= WHAT THE TASK ASKS =
Edit each row below so that every occurrence of "keypoint" reads "marker", and leave all other text unchanged.

Named object pointing rows
** Start **

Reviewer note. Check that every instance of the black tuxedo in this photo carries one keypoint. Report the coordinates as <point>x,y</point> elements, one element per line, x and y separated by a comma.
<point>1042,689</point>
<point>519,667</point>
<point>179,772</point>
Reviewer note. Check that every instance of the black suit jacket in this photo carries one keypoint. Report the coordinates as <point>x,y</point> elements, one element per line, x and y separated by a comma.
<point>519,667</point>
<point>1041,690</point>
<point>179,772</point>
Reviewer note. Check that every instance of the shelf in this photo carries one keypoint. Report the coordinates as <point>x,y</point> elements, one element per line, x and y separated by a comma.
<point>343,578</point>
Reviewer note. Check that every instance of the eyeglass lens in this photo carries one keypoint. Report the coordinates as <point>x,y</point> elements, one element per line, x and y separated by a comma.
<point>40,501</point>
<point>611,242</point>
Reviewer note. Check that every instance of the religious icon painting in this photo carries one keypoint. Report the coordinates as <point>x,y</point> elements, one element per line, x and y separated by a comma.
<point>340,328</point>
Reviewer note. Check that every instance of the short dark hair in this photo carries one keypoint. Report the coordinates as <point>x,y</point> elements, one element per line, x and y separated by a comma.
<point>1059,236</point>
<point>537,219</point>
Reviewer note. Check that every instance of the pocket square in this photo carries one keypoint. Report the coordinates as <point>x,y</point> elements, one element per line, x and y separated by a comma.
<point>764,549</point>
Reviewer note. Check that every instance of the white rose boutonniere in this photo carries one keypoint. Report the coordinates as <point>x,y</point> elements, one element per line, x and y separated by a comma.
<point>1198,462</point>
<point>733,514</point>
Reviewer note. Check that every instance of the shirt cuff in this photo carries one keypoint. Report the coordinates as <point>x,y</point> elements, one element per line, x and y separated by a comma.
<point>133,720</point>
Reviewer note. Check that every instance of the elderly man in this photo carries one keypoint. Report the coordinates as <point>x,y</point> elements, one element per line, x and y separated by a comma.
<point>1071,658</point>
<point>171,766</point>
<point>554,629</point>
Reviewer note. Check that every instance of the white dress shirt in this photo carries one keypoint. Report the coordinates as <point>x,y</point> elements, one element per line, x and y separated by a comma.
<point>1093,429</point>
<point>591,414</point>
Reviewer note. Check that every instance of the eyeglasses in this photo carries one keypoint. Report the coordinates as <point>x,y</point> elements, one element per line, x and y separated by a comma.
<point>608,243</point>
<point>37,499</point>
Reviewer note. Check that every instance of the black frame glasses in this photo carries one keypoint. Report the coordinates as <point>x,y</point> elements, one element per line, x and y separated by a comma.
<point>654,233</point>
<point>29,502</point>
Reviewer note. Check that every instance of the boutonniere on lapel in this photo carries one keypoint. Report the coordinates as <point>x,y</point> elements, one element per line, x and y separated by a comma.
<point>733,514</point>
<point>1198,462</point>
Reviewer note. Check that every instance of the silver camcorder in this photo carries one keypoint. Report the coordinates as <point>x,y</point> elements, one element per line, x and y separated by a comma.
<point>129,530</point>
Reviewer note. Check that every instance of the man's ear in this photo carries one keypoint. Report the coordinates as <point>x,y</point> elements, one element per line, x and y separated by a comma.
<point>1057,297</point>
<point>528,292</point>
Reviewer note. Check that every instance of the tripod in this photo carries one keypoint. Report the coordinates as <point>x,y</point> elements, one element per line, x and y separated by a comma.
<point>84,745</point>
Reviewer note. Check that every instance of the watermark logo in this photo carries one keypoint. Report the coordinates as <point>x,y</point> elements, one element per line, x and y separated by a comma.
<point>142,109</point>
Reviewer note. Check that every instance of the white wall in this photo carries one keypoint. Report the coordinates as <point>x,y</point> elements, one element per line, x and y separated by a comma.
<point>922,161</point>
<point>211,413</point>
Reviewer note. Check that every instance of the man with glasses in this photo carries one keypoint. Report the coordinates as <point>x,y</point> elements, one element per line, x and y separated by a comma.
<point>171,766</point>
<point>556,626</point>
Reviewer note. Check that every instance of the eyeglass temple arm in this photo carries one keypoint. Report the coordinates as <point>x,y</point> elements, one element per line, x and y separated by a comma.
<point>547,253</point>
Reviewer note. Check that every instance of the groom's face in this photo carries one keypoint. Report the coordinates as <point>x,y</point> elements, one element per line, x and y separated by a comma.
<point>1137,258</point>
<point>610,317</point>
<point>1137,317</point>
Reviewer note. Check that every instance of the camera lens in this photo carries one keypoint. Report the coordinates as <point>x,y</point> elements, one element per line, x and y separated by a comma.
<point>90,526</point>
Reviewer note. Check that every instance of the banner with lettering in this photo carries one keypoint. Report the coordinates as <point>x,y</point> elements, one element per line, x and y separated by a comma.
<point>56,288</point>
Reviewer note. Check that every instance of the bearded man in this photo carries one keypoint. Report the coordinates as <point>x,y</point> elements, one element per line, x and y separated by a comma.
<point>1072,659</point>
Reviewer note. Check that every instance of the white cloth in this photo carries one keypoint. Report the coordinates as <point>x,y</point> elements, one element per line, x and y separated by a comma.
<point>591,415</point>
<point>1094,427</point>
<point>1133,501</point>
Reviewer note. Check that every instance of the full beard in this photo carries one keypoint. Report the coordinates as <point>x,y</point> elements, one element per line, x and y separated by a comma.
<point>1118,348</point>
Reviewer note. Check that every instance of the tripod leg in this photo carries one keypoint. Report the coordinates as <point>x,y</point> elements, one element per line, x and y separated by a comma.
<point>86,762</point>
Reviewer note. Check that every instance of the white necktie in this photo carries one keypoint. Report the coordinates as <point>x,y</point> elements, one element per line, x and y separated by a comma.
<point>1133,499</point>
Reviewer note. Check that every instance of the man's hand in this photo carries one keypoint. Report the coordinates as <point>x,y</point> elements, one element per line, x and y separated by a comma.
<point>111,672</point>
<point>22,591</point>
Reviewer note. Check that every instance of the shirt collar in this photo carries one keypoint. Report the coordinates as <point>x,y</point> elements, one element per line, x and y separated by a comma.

** End **

= EXPECTED ANSWER =
Reviewer note. Check that every instance of the black tuxedo in this photo carries one marker. Report the coordinates as <point>x,y</point> elements, one element per line, x and y separated by a comma.
<point>1042,689</point>
<point>519,667</point>
<point>179,772</point>
Reviewer note. Check that every instance of the black suit jacket in this photo carries one marker. Report the coordinates as <point>x,y</point> elements, one element per line, x and y separated by a comma.
<point>519,667</point>
<point>1041,690</point>
<point>179,772</point>
Reviewer note. Check that every instance of the shelf in this photo carries one marker. Report the coordinates as <point>x,y</point> elements, one element per line, x and y separated by a comma.
<point>343,578</point>
Reviewer note. Check that every instance of the eyeglass lens in this photo carries one marker. Report the coordinates as <point>x,y</point> elements, one element per line, x and y separated by a comma.
<point>40,501</point>
<point>611,242</point>
Reviewer note. Check that every instance of the religious icon painting in this photo carries one marker. Report the coordinates as <point>x,y</point> elements, one element per line, x and y separated by a comma.
<point>340,328</point>
Reviewer note. Check that every instance of the short dark hair in this photo carries one marker. Report the coordinates as <point>x,y</point> elements, one element per line, x and y separated by a comma.
<point>1059,236</point>
<point>537,219</point>
Reviewer note. Check that every instance of the pocket square in this photo carries one marker. Report the coordinates as <point>x,y</point> elements, one element per line, x and y separated by a comma.
<point>764,549</point>
Reviewer note. Check that every instance of the white rose boutonniere in this photo carries one marker. Report the coordinates as <point>x,y</point> elements, one element per line, x and y separated by a comma.
<point>1198,462</point>
<point>733,514</point>
Reviewer note. Check that every instance of the shirt cuff in this photo carries one marker. Report the coordinates as <point>x,y</point> elements, one element per line, x and y separated by a comma.
<point>133,720</point>
Reviewer note. Check that every instance of the elderly man in this photo carries one marker. Report the coordinates as <point>x,y</point> elements, one element per line, x and y separated by a comma.
<point>1071,658</point>
<point>171,766</point>
<point>554,629</point>
Reviewer note. Check that every instance of the white dress shirt in this photo carries one marker. Report the coordinates as <point>x,y</point> elements, one element per line, x and y separated by a comma.
<point>1093,429</point>
<point>591,414</point>
Reviewer note. Check that every instance of the eyeglasses in this photo carries one marker. Report the coordinates as <point>x,y</point> elements, one element per line, x and y separated by a comma.
<point>608,243</point>
<point>37,499</point>
Reviewer note. Check that every instance of the black frame glasses in this photo carries one marker. Report the coordinates as <point>x,y</point> elements, one element per line, x and y separated by a comma.
<point>654,233</point>
<point>29,502</point>
Reviewer note. Check that every instance of the boutonniere on lapel in this photo carries one marker. Report the coordinates as <point>x,y</point> elements, one element per line, x and y separated by a comma.
<point>733,514</point>
<point>1198,462</point>
Reviewer note. Check that every instance of the silver camcorder in this photo carries one marker. Report the coordinates as <point>x,y</point> elements, one element per line, x and y separated by a comma.
<point>129,530</point>
Reviewer note. Check that every instance of the man's ear in this photo carries one marker. Report the coordinates as <point>x,y</point> elements, one element per line, x and y separated by a comma.
<point>1057,297</point>
<point>528,292</point>
Reviewer note. Check that every instance of the tripod in this photo carries one marker. Report the coordinates as <point>x,y</point> elements, one element per line, x and y separated by a comma.
<point>84,745</point>
Reviewer note. Check that every instance of the watermark logo in this photo carries one marker. Report the coordinates as <point>x,y</point> elements, one element per line, x and y separated by a comma.
<point>142,109</point>
Reviewer note. Check that every instance of the white wall in this photo carries one marker. Report the coordinates as <point>x,y</point> elements, one element per line, x and y separated by a comma.
<point>922,161</point>
<point>211,413</point>
Reviewer note. Check that every instance of the man with glasses in this photo carries one marker. Report the coordinates as <point>x,y</point> elements, one element per line, x and y separated by a comma.
<point>171,766</point>
<point>556,626</point>
Reviewer note. Check that every instance of the eyeglass temple arm in this photo carries one marker. Report the coordinates as <point>x,y</point> elements, one element per line, x and y separated by a comma.
<point>547,253</point>
Reviewer note. Check that every instance of the groom's face in this photo carries one marker. Report the coordinates as <point>x,y</point> elements, one element per line, x and y separated by a comma.
<point>1137,258</point>
<point>610,317</point>
<point>1137,317</point>
Reviewer note. Check that every instance of the camera lens in this photo carries one marker. Report the coordinates as <point>x,y</point> elements, one element per line, x and y separated by a comma.
<point>90,526</point>
Reviewer note. Check that every instance of the banner with lettering in this photo carries one marker. Report the coordinates as <point>x,y</point> elements, one element per line, x and y separated by a comma.
<point>56,288</point>
Reviewer note. Check that every instance of the bearded man in this photo carries one marker. Report the coordinates as <point>x,y</point> elements, one element per line, x and y separated by a comma.
<point>1072,659</point>
Reviewer note. Check that every instance of the white cloth in this photo carries one marker. Report the coordinates as <point>x,y</point> elements, one element per line, x and y separated by a comma.
<point>591,415</point>
<point>1094,427</point>
<point>1133,501</point>
Reviewer note. Check that every instance of the full beard in this photo carries one marker. Report the coordinates as <point>x,y</point> elements, one element per line, x and y separated by a comma.
<point>1118,348</point>
Reviewer note. Check that every instance of the tripod leg in this photo carries one marker. Report the coordinates as <point>x,y</point> elements, one element per line, x and y separated by a comma.
<point>86,762</point>
Reviewer note. Check that every instance of the white necktie in this photo carries one marker. Report the coordinates as <point>x,y</point> elements, one element per line, x and y separated by a comma.
<point>1133,499</point>
Reviewer note. Check that every instance of the man's hand in this photo carries one marker. Report the coordinates as <point>x,y</point> elements, one element per line, x and y separated by a comma.
<point>111,672</point>
<point>22,591</point>
Reviewer note. Check that every instance of the shirt collar in this photo carries one marker. Report the coordinates as <point>x,y</point> elements, one element per line, x and y separated by a comma.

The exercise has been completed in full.